● Stated goal
Could you edit the lines from the one containing "Exercise. Mark the white" through the end of the material, swapping "red jacket" for "blue coat" and leaving everything else as it is?

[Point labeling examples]
____________________

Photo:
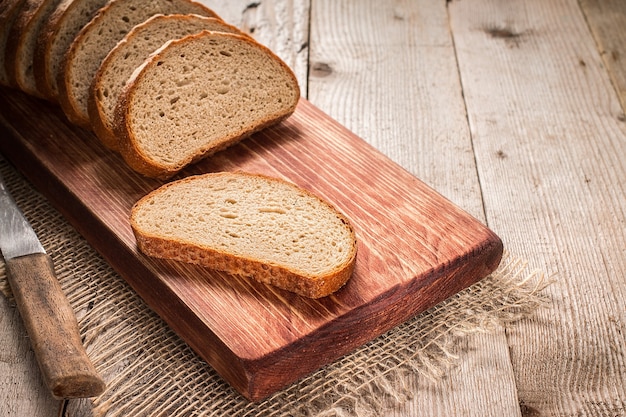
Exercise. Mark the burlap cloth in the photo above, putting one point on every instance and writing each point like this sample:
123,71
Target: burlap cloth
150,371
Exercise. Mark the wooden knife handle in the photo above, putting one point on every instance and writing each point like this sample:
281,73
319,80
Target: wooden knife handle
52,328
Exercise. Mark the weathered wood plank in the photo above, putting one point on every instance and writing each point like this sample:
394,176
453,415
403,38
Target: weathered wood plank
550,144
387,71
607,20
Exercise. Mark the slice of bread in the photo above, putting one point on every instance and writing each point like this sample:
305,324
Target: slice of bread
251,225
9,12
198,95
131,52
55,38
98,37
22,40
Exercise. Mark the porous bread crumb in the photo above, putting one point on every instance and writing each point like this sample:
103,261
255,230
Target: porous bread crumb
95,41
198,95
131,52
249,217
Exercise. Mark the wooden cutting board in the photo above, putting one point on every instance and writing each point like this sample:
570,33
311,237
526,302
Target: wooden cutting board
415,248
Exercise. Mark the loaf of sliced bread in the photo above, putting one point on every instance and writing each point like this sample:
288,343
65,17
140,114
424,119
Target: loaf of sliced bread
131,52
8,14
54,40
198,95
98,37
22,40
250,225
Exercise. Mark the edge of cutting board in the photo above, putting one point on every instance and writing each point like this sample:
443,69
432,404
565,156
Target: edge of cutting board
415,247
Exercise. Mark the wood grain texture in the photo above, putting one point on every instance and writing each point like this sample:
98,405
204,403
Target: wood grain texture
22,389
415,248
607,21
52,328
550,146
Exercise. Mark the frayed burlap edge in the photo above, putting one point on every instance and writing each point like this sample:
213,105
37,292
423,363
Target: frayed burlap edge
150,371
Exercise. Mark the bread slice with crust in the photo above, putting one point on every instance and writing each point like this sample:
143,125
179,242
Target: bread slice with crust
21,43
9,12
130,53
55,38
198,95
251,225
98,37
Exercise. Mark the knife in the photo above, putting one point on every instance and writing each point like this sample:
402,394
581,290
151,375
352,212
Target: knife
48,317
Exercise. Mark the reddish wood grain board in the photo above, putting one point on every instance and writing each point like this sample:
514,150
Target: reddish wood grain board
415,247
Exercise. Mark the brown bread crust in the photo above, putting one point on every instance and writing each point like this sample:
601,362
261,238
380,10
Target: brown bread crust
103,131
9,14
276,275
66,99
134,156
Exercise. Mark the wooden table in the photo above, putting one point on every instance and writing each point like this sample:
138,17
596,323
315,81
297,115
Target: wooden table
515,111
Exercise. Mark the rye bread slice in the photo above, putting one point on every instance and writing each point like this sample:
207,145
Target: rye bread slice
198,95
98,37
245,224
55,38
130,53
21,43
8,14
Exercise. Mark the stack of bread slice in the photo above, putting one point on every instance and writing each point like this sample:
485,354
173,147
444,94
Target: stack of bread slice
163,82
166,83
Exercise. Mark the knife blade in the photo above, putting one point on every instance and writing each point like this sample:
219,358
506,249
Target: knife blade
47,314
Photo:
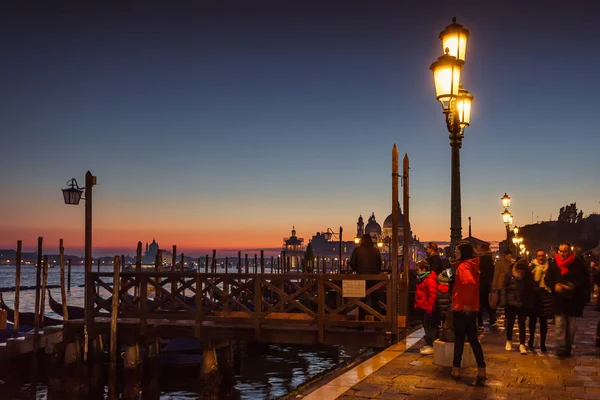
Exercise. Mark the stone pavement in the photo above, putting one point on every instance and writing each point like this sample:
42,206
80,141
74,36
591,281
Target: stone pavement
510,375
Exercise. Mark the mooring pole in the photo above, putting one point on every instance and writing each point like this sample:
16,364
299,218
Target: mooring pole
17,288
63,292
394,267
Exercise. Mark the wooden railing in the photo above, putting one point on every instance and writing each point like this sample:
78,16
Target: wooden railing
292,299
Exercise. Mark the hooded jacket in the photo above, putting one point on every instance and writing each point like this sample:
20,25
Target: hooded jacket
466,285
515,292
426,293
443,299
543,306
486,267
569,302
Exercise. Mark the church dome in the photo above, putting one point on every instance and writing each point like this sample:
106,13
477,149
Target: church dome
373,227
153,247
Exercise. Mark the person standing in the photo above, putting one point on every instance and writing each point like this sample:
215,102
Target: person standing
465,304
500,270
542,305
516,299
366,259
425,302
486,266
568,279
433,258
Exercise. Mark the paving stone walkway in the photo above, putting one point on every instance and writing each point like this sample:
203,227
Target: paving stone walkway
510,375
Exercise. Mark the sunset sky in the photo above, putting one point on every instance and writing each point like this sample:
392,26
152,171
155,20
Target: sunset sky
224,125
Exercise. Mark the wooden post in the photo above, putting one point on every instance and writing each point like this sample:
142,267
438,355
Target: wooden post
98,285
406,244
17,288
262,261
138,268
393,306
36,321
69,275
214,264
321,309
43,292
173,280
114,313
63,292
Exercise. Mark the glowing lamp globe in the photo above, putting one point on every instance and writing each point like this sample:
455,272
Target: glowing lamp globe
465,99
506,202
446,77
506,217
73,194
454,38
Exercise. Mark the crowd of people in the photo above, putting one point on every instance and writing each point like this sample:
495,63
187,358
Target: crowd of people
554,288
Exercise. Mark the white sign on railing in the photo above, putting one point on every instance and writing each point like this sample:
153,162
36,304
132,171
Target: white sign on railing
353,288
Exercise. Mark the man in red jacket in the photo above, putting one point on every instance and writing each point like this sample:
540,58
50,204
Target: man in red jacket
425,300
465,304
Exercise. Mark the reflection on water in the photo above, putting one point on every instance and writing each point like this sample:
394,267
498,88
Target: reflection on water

____________________

● Reply to the task
Exercise. Mark the white sign on railing in the photo above, putting one point on every instance and writing each point like this sample:
153,162
36,304
132,171
Target: white sign on railing
353,288
Exercise. Mark the man in blue coat in the photo above, putting one point on every instance and writing each point like this sample:
540,58
50,204
Target: man in blue coat
425,300
465,304
Exercise. Mark the reflection on water in the photo above, putting one point on every instance and writing each point like this sample:
394,267
498,88
Target: reflection on water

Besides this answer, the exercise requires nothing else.